» Exercises to complete:
1. Print the marriage tips from "- Don’t be afraid" up to and including "to those problems.".
2. For each statement, say yes or no to whether the marriage tips back it, and quote the words that settle it: (a) Couples should show affection even in public. (b) Couples should avoid talking about problems caused by in-laws. (c) It is easier to get a decent job than a good spouse.
3. Go on with the marriage tips from where they stop.

» Excerpt provided:
- Keep marriage realistic. Honeymoons may recur, but marriage is a day-by-day relationship between changing humans. Sacrifices and heartache are challenges you must expect.
- Don’t be afraid to say something nice. Compliment one another on appearance, considerations, and so on.
- Show affection. Hold hands, touch, kiss – even in public.
- Don’t let the children divide you. Keep your shared responsibility to the children separate from your responsibility and loyalty to your mate.
- Don’t let in-laws make inroads. Good relations with relatives are an advantage, but don’t let them influence you against your spouse. Talk about the problems that in-laws create – and solutions to those problems.
- Grow together intellectually. It won’t work 20 years later if one partner has progressed while the other has slipped backward. Openly discuss shared goals and the intellectual expectations of one another.
- Fight when necessary, then forget. Bring things that disturb into the open – even if it means conflict. Seek solutions. Ultimately there are no winners or losers. Compromise as much as possible, and then downplay the conflict. The next, far better state is making up.
- Don’t confuse honesty and cruelty. Honesty that has no purpose except to hurt the other is a false virtue. Protect your mate’s feelings.
- Be forthright financially. Set realistic expectations about money and its problems. Work toward shared financial goals.
- Don’t let careers diminish the marriage. Overachievers can let careers shut out the spouse. Ironically, bad marriages often diminish the career. Together work out the right balance. Point: It’s easier to get a decent job than a good spouse.

» Given information:

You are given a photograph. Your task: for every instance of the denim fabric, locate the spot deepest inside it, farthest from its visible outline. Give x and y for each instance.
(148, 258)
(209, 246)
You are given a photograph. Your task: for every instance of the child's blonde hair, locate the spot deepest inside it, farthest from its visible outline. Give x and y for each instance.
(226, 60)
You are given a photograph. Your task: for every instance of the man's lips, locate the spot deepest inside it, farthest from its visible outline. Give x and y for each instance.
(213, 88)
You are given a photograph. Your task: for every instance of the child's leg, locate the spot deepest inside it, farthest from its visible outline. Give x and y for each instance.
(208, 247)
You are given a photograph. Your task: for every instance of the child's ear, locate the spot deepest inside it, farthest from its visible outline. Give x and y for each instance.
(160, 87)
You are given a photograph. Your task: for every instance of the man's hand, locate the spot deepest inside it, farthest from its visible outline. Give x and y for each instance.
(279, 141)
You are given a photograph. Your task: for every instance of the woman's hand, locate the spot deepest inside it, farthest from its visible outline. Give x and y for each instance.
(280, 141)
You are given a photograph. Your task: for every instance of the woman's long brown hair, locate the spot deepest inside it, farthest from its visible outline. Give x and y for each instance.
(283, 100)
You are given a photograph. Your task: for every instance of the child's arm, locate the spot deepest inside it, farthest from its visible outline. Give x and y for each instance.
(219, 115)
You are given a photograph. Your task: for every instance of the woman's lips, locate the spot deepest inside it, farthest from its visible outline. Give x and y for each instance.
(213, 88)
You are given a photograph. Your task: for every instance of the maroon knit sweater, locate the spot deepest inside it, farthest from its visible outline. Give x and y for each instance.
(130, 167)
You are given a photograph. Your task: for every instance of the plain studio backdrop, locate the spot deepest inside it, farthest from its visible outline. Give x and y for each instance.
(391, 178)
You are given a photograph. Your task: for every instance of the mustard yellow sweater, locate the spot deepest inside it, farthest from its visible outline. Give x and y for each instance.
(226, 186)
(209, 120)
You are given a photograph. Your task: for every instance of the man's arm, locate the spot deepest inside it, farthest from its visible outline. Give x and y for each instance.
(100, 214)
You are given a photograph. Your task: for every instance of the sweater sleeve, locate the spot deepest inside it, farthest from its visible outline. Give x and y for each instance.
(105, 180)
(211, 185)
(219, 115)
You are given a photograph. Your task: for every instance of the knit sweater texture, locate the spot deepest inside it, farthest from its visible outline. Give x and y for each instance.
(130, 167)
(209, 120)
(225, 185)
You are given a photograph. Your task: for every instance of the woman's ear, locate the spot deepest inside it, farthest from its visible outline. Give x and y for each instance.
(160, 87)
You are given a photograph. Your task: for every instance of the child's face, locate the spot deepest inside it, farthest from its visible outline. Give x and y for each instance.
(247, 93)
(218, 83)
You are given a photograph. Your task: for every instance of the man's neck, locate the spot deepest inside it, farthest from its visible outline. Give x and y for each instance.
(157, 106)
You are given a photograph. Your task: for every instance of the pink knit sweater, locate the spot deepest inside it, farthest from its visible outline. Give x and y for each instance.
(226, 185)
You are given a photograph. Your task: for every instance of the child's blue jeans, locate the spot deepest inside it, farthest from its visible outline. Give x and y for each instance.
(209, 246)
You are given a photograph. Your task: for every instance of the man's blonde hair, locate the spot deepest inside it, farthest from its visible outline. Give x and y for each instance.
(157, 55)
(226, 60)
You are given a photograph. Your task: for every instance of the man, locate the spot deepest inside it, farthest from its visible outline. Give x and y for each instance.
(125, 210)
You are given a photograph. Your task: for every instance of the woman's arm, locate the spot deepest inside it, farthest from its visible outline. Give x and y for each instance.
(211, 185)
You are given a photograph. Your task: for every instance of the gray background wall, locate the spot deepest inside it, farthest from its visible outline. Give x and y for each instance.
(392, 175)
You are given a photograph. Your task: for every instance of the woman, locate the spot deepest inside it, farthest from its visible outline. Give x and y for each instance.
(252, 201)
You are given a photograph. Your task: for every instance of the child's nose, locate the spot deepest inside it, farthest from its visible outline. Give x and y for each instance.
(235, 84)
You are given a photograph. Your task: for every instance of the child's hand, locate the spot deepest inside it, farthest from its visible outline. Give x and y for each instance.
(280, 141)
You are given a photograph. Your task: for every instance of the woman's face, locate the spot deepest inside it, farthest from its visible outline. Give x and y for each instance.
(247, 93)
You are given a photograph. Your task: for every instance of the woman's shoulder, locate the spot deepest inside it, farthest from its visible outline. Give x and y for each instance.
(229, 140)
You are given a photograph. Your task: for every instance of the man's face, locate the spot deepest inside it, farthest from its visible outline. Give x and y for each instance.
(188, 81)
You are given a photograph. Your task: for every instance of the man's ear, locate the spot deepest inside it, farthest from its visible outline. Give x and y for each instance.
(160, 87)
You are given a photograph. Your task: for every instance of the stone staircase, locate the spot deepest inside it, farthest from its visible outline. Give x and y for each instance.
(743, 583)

» Exercise answers:
1.
- Don’t be afraid to say something nice. Compliment one another on appearance, considerations, and so on.
- Show affection. Hold hands, touch, kiss – even in public.
- Don’t let the children divide you. Keep your shared responsibility to the children separate from your responsibility and loyalty to your mate.
- Don’t let in-laws make inroads. Good relations with relatives are an advantage, but don’t let them influence you against your spouse. Talk about the problems that in-laws create – and solutions to those problems.

2.
(a) Yes: "Hold hands, touch, kiss – even in public."
(b) No: "Talk about the problems that in-laws create – and solutions to those problems."
(c) Yes: "It’s easier to get a decent job than a good spouse."

3.
- Do things together. Couples that work and play together also stay together. (Allow your spouse enough independence, too.)
- Cooperate sexually. Everyone is vulnerable sexually. Talk, explore, experiment. Communicate with one another, and protect each other’s feelings.
- Keep talking – even when it’s tough. Barriers of silence and non-meaningful communication only grow and become more impenetrable. The more difficult it seems, the more important it is to keep communicating – especially about communicating.
- Don’t get self-righteous. Each of us has flaws and inhibitions. A good marriage takes these into consideration. Overlook the petty irritants. If your spouse forgets to screw on the toothpaste cap, just do it yourself and forget it.
- Keep positive. Keep the relationship upbeat. Turn problems into opportunities for greater understanding, and work toward creative solutions and projects.
15 Tips for a Better Marriage
Published October 4, 1990. I came across an interesting book the other day titled, “The Book of Inside Information.” It is a compilation of tips and comments sent out in a biweekly newsletter called “Bottom Line.” The newsletter deals with such topics as money, health, success, retirement, cars, taxes, fitness, education, shopping, home, and marriage.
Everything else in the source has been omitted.